> [Supplied material]
■ ■ ■ ■ ■ ■ ■

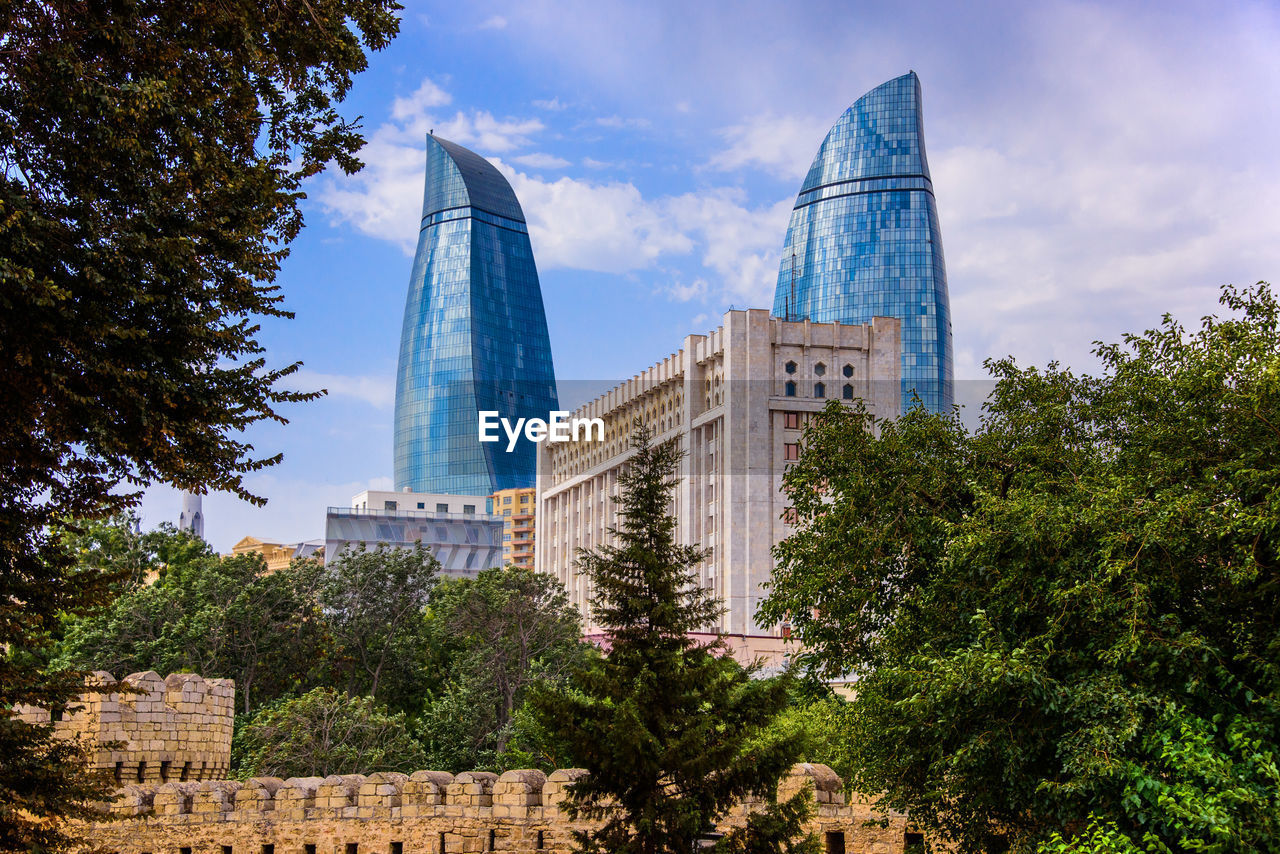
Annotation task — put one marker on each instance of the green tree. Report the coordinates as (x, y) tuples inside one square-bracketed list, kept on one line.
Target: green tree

■ ■ ■ ■ ■ ■ ■

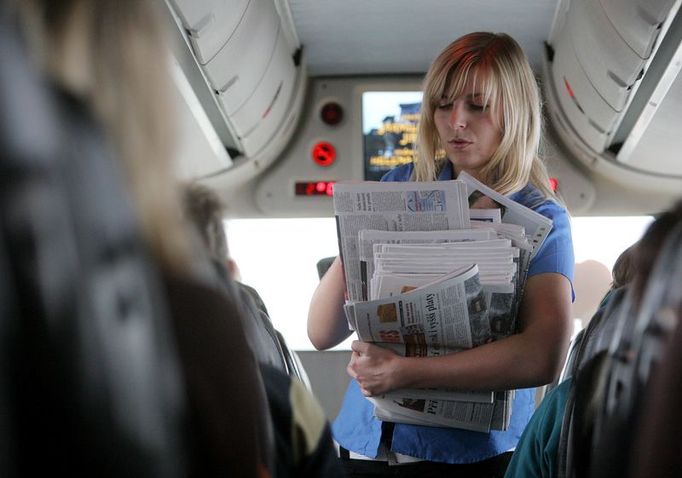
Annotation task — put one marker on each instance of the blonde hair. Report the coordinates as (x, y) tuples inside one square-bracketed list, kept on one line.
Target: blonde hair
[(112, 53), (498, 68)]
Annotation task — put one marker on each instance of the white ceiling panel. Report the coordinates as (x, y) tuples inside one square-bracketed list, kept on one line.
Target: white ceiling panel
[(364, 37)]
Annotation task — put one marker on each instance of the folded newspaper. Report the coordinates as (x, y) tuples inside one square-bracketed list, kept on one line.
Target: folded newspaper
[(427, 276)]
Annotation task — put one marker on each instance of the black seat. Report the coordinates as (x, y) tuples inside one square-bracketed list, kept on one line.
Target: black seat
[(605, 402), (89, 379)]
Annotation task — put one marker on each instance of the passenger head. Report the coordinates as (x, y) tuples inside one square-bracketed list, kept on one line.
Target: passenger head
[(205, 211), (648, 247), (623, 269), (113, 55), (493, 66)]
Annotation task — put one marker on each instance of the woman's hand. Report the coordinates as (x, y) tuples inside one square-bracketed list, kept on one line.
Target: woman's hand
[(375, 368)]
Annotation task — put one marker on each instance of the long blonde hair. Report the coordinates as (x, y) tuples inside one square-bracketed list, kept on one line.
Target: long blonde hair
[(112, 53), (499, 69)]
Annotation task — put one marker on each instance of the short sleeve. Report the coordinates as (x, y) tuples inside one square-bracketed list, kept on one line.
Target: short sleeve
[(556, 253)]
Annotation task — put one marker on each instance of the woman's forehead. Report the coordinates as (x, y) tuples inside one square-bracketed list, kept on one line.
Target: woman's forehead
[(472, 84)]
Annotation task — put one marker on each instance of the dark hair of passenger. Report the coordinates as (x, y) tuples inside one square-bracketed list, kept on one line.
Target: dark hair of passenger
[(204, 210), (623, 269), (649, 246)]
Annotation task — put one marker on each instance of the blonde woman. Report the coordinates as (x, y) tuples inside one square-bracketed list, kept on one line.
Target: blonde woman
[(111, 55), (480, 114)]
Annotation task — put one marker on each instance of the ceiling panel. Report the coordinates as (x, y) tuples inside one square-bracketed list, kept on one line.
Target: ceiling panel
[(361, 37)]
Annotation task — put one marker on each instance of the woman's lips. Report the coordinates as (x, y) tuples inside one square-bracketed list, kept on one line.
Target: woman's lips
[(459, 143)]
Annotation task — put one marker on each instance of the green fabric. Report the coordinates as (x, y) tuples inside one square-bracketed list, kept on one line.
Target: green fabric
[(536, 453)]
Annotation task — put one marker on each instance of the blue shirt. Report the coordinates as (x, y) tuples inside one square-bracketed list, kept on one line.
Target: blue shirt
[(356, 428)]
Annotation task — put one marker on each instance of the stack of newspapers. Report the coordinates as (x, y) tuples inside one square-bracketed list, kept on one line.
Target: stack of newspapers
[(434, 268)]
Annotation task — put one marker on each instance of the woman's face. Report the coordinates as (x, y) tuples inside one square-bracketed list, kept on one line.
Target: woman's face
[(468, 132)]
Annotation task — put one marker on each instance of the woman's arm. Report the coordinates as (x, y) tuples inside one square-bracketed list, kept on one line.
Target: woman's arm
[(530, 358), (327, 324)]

■ ■ ■ ■ ■ ■ ■

Convert the items starting at the line that contains "the woman's face." and ending at the line that contains "[(530, 358), (327, 324)]" into a two-column CSV with the headers item_text and points. Give one row per item, with each field in quotes and line breaks replaced by spaces.

item_text,points
"Annotation task — put one marker on each instance of the woman's face. Report the coordinates as (x, y) tuples inside one square-bracketed list, kept on one line. Target: woman's face","[(468, 132)]"
"Annotation task — put one marker on each instance of the woman's arm. Report the coordinates as (x, y) tuples inside one square-bracketed list, kept on one line. Target: woman's arm","[(530, 358), (327, 324)]"